> _What is required_:
Rewrite the part of the records below that opens with the line containing "# test: pointer emits one marker per instance of the barn" and closes with the line containing "x=194 y=144", both ends included, copying every line and offsetting each x and y coordinate by 74. Give only those lines.

# START OF Dataset excerpts

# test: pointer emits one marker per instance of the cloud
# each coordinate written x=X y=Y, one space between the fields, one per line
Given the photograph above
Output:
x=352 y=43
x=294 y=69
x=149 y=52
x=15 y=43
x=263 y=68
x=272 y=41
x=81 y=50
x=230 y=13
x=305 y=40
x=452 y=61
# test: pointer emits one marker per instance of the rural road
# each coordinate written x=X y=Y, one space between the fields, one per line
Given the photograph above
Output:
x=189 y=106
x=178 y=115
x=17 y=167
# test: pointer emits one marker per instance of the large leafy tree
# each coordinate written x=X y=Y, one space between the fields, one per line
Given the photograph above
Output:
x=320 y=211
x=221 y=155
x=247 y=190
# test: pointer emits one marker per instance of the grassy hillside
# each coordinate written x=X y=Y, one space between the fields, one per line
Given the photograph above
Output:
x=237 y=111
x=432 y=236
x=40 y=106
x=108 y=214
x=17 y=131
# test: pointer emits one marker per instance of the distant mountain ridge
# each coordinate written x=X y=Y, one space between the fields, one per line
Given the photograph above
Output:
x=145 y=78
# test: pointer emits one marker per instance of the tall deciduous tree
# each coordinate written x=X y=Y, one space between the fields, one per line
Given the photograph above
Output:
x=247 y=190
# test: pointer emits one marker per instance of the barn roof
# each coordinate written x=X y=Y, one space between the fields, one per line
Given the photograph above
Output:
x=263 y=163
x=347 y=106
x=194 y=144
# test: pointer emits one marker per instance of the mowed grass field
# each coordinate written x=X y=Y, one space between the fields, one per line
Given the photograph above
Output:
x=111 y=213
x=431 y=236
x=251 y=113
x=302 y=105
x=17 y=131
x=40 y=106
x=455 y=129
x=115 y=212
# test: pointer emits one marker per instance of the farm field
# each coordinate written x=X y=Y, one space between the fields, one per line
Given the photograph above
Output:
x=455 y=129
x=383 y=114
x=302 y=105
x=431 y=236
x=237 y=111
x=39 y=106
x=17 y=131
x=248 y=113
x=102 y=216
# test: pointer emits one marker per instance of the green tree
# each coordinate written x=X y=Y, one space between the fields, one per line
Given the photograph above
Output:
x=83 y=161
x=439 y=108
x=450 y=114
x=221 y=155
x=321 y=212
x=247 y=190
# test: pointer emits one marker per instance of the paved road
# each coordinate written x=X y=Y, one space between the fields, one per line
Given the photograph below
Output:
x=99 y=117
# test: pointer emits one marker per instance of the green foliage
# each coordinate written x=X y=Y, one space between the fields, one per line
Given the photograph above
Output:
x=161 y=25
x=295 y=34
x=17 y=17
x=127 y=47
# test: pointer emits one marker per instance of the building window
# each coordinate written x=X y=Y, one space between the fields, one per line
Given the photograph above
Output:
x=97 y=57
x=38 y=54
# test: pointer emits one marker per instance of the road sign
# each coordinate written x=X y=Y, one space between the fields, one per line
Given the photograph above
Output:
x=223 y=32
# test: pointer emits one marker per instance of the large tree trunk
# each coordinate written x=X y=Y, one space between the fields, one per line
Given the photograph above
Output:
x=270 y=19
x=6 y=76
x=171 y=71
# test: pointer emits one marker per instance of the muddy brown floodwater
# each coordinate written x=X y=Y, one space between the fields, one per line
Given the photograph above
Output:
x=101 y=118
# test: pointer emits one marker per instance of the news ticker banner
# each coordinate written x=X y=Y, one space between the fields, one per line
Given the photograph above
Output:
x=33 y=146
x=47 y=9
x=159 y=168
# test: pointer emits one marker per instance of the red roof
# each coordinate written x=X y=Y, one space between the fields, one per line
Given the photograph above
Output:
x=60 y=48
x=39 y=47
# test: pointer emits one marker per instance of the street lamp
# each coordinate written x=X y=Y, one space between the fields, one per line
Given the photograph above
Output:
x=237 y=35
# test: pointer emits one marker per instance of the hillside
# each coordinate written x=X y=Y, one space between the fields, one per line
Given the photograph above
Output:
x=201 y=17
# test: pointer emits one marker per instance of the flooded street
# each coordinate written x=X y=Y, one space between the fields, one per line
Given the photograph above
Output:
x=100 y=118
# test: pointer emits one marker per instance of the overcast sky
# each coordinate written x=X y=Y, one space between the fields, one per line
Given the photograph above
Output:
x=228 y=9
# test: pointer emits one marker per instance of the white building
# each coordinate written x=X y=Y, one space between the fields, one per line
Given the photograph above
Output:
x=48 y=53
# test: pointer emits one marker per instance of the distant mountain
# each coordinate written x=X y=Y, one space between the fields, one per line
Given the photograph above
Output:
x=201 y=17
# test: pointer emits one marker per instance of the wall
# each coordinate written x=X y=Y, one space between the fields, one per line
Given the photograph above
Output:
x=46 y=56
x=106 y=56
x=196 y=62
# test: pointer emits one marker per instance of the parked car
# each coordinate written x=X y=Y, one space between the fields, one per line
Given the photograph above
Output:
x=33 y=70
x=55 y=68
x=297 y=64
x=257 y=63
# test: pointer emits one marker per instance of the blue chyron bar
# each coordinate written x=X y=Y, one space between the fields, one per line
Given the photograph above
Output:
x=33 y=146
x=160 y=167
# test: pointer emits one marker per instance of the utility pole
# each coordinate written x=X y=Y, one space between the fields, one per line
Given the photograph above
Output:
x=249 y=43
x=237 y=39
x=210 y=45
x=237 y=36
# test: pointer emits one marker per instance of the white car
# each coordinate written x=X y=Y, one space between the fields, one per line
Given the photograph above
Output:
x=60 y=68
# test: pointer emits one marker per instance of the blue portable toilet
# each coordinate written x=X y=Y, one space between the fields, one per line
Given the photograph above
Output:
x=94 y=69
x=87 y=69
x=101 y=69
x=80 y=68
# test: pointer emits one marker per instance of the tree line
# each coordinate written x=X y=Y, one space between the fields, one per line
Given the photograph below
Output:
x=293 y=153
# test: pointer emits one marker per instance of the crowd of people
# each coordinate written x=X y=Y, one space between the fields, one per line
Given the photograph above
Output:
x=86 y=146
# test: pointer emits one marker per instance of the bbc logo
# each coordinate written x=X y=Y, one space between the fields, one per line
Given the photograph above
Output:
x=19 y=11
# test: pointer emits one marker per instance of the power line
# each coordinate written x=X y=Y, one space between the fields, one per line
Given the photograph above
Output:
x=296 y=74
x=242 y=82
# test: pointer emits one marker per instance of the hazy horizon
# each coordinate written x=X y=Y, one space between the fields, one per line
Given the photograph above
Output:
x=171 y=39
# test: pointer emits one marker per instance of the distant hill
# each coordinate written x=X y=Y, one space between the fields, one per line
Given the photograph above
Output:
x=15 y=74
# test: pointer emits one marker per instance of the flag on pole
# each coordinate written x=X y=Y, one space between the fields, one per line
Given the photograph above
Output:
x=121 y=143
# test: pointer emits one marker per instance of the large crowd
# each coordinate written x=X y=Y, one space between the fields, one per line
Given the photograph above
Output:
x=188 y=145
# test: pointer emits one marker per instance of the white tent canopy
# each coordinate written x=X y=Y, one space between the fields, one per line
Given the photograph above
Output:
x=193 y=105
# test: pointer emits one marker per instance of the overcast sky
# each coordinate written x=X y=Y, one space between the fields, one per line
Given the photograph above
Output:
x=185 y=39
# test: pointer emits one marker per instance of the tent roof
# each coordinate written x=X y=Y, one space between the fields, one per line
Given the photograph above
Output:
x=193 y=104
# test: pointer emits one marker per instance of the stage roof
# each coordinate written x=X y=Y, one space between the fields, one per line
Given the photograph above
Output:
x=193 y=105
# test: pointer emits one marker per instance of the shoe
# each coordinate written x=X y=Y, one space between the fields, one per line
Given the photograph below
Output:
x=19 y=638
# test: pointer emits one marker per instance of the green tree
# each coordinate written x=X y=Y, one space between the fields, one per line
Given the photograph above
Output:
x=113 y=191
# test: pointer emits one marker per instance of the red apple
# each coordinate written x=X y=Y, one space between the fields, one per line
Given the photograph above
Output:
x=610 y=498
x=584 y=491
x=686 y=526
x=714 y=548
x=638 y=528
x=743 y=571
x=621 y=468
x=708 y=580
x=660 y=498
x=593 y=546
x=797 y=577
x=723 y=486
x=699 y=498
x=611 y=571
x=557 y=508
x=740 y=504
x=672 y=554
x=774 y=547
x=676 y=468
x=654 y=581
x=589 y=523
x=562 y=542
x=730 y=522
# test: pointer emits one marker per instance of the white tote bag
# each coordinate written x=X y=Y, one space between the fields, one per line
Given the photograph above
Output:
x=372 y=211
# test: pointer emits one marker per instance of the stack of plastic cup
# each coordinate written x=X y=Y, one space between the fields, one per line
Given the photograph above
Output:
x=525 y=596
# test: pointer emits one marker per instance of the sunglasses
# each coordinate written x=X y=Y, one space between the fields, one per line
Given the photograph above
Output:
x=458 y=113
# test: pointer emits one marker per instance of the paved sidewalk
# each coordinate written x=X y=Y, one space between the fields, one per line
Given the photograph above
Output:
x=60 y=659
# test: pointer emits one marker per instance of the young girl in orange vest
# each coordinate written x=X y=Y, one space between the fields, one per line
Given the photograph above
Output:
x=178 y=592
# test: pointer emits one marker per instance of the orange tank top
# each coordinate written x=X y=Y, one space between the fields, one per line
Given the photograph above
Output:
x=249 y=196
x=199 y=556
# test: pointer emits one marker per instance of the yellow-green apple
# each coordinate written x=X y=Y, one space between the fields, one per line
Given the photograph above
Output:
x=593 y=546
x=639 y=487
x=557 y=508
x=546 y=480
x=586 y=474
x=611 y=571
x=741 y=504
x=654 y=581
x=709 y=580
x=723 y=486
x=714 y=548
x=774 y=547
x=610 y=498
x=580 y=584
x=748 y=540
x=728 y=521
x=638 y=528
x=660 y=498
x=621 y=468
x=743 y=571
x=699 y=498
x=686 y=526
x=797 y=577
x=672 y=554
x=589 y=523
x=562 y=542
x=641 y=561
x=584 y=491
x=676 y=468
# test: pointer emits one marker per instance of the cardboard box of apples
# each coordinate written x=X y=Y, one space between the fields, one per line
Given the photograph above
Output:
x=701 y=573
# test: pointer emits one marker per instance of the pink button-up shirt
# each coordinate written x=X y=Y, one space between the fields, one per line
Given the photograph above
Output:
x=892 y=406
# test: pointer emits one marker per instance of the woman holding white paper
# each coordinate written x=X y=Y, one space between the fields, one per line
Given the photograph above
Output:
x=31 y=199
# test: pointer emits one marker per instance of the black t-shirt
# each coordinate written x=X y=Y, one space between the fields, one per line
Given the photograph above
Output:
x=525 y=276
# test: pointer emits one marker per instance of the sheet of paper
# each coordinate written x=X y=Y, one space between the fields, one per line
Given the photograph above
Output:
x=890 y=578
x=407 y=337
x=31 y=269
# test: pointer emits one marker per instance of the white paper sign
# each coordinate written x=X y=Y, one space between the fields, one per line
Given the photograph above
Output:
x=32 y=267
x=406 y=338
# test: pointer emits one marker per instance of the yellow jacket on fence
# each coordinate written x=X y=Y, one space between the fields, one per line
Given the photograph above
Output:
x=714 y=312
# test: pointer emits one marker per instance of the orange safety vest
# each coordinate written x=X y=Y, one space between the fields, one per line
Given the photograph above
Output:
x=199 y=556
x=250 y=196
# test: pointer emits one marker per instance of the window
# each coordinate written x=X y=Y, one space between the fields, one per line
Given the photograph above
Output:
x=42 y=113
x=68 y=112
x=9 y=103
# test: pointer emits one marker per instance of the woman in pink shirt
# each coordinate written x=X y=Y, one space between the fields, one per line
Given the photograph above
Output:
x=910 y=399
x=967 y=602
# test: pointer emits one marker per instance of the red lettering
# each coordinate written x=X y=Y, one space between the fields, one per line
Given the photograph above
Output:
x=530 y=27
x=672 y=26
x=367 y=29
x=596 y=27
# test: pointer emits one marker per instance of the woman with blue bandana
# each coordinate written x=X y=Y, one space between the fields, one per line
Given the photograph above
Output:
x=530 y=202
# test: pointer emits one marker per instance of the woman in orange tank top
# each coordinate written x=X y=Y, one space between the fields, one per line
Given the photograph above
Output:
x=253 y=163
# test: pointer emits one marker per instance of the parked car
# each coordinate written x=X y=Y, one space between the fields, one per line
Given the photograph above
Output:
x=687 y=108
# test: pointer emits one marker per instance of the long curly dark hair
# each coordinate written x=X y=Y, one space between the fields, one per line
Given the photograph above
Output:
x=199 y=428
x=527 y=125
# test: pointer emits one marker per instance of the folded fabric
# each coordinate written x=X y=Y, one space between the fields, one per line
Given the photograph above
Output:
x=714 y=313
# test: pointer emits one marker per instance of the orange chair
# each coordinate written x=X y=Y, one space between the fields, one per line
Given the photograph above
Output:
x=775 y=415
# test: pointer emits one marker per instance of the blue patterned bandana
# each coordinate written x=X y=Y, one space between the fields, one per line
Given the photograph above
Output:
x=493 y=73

# END OF Dataset excerpts

> _The reply_:
# test: pointer emits one marker per instance of the barn roof
# each coordinate written x=X y=Y, one space between the fields, one per line
Given the photograph above
Output:
x=337 y=237
x=421 y=180
x=268 y=218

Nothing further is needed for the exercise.